** DIRECTION **
Please copy the Nazca Lines text word for word, everything from "The Nazca Lines" down to "llamas, and lizards.".

** DOCUMENT SEGMENT **
__________________________________________________
The Nazca Lines are a series of ancient geoglyphs located in the Nazca Desert in southern Peru. They were designated a UNESCO World Heritage Site in 1994.

The high, arid plateau stretches more than 80km (50miles) between the towns of Nazca and Palpa on the Pampas de Jumana about 400 km south of Lima. Although some local geoglyphs resemble Paracas motifs, scholars believe the Nasca Lines were created by the Nasca culture between 400 and 650 AC. The hundreds of individual figures range in complexity from simple lines to stylized hummingbirds, spiders, monkeys, fish, sharks or orcas, llamas, and lizards.

The lines are shallow designs made in the ground by removing the ubiquitous reddish pebbles and uncovering the whitish ground beneath. Hundreds are simple lines or geometric shapes. More than seventy are designs of animal, bird, fish or human figures.
__________________________________________________
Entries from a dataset
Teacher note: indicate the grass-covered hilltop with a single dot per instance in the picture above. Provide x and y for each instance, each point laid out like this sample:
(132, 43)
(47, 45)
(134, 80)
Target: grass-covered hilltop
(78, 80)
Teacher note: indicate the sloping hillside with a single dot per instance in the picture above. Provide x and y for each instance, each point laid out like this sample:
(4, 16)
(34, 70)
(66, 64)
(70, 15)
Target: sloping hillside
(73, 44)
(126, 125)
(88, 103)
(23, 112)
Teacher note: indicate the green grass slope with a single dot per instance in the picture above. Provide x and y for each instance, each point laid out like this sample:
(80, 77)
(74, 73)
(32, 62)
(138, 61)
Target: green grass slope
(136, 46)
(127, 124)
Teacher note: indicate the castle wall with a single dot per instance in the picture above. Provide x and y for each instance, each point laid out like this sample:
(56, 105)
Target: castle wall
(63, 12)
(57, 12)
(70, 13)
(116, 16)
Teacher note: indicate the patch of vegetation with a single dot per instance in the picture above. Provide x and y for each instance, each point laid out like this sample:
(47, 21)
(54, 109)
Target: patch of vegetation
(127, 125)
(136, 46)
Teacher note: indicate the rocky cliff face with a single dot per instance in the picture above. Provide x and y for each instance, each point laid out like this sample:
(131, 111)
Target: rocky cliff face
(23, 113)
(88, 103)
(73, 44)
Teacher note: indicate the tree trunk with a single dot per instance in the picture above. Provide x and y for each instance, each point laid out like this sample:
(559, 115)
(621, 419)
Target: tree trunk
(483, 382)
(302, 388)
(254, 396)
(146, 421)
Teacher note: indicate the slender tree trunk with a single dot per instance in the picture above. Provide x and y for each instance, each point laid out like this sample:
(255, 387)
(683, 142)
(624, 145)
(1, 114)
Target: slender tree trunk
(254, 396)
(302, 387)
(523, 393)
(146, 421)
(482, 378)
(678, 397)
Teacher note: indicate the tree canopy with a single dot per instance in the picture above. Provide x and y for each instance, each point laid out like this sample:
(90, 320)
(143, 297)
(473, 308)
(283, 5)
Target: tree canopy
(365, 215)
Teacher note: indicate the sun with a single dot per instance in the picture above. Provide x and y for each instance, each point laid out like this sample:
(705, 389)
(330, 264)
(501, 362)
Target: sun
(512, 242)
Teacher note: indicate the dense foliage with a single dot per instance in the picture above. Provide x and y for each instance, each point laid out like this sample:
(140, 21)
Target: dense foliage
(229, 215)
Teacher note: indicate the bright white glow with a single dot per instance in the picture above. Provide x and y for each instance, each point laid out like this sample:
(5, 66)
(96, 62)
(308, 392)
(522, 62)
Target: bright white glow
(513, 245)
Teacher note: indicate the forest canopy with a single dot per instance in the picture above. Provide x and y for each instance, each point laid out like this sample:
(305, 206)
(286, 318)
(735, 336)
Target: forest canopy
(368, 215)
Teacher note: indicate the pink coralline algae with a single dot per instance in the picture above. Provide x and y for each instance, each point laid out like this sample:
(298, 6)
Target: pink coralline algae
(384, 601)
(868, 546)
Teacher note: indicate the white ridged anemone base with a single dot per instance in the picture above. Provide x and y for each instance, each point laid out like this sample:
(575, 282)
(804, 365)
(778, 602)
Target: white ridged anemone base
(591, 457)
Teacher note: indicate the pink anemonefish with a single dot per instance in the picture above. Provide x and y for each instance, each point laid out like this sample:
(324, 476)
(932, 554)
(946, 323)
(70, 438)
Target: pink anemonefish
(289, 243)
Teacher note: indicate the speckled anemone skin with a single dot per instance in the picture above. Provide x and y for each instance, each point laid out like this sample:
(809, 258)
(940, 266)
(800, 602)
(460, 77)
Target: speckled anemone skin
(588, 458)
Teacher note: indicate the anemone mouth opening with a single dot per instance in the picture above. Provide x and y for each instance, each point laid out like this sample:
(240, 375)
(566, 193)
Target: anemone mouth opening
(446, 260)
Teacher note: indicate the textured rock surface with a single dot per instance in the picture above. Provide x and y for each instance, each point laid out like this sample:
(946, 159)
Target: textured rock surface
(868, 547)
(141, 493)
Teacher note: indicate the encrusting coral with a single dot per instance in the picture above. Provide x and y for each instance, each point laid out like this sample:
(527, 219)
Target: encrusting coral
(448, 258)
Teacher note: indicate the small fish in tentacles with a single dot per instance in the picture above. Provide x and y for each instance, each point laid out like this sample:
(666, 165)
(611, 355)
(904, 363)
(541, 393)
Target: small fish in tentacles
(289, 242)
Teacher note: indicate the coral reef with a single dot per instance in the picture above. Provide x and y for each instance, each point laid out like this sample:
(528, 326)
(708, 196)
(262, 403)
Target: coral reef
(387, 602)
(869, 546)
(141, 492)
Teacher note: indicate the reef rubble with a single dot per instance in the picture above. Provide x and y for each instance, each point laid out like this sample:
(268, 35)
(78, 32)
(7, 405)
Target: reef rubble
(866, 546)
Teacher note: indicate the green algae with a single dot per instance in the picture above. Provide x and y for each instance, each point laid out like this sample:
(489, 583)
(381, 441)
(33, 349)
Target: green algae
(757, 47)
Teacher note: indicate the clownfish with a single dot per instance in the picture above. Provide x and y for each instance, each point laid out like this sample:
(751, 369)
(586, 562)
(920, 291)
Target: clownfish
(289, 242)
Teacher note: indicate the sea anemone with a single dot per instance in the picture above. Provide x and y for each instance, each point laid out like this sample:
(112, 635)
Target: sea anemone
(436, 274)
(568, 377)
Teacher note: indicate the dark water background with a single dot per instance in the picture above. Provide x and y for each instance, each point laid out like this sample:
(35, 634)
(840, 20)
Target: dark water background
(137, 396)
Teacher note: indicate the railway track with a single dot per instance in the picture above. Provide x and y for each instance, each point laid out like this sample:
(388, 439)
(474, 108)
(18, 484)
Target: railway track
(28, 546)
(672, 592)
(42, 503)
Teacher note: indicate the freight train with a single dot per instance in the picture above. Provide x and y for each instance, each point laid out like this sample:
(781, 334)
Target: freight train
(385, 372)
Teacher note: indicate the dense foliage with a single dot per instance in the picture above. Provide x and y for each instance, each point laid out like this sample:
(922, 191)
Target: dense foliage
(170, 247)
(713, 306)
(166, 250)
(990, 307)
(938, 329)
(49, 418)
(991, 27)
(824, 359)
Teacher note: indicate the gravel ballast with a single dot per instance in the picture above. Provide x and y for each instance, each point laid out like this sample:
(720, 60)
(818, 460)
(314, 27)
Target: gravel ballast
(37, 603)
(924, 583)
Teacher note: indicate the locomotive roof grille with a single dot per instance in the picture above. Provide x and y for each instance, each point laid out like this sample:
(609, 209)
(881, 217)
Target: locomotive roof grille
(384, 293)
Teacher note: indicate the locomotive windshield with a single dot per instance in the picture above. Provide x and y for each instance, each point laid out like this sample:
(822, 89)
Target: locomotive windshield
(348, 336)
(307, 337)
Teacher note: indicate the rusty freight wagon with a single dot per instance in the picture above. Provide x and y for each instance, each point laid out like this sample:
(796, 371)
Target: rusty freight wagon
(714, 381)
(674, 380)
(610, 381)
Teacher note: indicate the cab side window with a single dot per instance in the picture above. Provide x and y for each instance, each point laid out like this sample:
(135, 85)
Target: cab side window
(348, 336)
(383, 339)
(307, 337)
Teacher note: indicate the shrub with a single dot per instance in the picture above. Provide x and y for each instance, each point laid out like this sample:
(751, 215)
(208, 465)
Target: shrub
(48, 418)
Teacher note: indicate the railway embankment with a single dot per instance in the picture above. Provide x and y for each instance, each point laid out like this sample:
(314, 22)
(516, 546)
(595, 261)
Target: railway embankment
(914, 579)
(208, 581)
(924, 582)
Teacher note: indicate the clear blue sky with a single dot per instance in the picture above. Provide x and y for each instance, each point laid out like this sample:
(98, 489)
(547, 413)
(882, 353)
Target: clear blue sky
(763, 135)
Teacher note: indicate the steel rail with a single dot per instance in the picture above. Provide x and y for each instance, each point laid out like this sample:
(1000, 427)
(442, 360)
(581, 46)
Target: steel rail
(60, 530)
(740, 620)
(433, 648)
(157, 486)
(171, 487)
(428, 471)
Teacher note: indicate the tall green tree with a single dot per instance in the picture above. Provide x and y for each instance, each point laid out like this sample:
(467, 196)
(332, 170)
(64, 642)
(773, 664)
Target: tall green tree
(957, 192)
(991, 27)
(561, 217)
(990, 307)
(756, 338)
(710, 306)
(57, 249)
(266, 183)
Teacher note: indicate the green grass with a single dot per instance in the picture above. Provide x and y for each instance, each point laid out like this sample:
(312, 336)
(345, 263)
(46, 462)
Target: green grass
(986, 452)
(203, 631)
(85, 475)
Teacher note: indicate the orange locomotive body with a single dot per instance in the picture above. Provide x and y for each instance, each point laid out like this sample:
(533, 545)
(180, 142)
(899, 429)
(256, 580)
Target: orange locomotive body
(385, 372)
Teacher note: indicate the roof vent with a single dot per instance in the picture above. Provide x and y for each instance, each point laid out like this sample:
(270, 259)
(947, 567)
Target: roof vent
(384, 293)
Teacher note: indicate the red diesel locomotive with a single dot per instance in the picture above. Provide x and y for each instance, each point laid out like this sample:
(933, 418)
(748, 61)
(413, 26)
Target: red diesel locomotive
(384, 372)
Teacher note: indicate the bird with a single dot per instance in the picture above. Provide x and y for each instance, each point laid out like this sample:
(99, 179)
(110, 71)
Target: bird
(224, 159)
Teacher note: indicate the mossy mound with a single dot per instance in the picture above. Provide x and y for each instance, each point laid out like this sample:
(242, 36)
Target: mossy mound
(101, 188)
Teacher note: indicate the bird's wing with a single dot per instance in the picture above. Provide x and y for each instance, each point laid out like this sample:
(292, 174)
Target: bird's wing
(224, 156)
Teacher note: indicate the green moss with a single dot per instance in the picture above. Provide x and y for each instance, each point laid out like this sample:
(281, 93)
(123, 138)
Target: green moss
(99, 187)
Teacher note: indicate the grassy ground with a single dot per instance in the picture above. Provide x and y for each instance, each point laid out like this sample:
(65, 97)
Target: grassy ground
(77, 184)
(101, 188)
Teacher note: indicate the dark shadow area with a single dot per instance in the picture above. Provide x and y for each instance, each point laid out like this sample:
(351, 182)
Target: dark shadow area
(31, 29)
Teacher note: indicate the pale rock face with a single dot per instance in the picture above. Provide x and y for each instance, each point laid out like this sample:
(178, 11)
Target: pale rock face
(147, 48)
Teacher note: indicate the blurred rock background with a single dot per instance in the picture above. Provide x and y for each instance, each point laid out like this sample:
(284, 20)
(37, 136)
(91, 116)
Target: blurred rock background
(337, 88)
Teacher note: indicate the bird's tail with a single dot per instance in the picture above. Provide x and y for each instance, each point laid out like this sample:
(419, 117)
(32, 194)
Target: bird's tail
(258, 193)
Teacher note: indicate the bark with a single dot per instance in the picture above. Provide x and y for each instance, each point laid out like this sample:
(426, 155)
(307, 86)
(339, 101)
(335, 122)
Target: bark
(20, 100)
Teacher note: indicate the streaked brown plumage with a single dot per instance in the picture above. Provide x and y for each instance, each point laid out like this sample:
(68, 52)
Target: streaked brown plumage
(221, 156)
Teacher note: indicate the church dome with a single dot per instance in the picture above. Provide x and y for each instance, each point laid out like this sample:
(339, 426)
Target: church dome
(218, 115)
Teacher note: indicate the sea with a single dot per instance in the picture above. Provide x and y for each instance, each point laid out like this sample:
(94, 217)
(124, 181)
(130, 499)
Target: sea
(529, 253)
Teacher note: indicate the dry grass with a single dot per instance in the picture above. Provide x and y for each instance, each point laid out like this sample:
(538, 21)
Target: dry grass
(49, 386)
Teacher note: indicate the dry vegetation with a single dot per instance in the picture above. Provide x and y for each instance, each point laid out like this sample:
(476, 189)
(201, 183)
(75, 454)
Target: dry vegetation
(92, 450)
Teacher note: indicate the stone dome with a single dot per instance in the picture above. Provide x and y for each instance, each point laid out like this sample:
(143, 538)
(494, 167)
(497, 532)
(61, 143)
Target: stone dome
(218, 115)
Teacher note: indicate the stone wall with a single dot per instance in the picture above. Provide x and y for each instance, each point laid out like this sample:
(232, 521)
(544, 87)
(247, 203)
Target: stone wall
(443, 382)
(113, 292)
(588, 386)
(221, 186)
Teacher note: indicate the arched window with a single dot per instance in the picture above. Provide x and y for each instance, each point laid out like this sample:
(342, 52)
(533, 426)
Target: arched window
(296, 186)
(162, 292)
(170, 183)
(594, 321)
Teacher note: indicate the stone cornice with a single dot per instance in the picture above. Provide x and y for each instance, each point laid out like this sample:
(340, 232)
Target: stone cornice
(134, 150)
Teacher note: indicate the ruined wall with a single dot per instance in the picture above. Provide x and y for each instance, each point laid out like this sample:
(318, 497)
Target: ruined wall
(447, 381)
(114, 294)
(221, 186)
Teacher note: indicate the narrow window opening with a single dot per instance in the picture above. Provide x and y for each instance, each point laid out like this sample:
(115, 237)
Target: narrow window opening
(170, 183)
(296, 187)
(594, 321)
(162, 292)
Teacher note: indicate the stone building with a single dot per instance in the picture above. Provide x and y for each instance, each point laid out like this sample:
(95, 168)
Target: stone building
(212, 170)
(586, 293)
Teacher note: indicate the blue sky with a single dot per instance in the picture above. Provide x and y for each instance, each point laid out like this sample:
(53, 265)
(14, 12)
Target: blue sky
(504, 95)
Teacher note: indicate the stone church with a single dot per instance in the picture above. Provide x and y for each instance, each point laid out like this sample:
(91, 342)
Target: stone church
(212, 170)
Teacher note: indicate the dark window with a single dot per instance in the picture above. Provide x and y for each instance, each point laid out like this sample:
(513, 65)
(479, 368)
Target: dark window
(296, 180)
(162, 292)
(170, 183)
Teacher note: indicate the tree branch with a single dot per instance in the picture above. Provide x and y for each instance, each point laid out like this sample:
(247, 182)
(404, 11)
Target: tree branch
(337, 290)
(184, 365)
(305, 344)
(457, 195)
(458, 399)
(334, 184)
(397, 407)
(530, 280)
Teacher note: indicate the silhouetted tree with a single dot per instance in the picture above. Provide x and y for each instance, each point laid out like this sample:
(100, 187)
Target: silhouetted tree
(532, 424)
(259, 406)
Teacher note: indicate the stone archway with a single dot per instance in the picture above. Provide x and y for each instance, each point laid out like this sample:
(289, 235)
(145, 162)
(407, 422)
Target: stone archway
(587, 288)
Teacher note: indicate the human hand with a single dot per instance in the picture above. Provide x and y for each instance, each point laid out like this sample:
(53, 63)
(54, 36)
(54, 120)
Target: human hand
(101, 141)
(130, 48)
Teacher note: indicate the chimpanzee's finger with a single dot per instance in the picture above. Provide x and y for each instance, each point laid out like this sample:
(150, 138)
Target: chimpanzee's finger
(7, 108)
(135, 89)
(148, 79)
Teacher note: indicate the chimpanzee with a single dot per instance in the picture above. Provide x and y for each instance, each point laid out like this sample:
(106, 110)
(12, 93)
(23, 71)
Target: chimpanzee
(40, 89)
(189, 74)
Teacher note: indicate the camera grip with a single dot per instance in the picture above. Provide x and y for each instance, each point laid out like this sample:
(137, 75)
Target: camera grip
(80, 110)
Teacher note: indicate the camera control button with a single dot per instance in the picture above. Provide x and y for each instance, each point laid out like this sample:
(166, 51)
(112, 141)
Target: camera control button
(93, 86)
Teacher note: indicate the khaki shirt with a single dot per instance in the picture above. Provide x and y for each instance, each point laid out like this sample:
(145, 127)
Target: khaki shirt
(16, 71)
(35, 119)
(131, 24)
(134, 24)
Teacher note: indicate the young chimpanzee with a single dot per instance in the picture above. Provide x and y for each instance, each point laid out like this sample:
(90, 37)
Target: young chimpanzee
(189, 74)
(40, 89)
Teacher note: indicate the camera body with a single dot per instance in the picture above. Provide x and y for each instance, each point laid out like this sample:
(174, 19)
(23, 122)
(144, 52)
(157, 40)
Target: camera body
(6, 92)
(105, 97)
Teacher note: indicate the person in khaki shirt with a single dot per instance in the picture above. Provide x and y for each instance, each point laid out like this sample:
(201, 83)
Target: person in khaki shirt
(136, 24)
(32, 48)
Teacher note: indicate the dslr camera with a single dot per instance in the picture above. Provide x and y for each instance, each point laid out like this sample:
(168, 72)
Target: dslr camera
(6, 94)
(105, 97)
__________________________________________________
** RESPONSE TO THIS EXERCISE **
The Nazca Lines are a series of ancient geoglyphs located in the Nazca Desert in southern Peru. They were designated a UNESCO World Heritage Site in 1994.

The high, arid plateau stretches more than 80km (50miles) between the towns of Nazca and Palpa on the Pampas de Jumana about 400 km south of Lima. Although some local geoglyphs resemble Paracas motifs, scholars believe the Nasca Lines were created by the Nasca culture between 400 and 650 AC. The hundreds of individual figures range in complexity from simple lines to stylized hummingbirds, spiders, monkeys, fish, sharks or orcas, llamas, and lizards.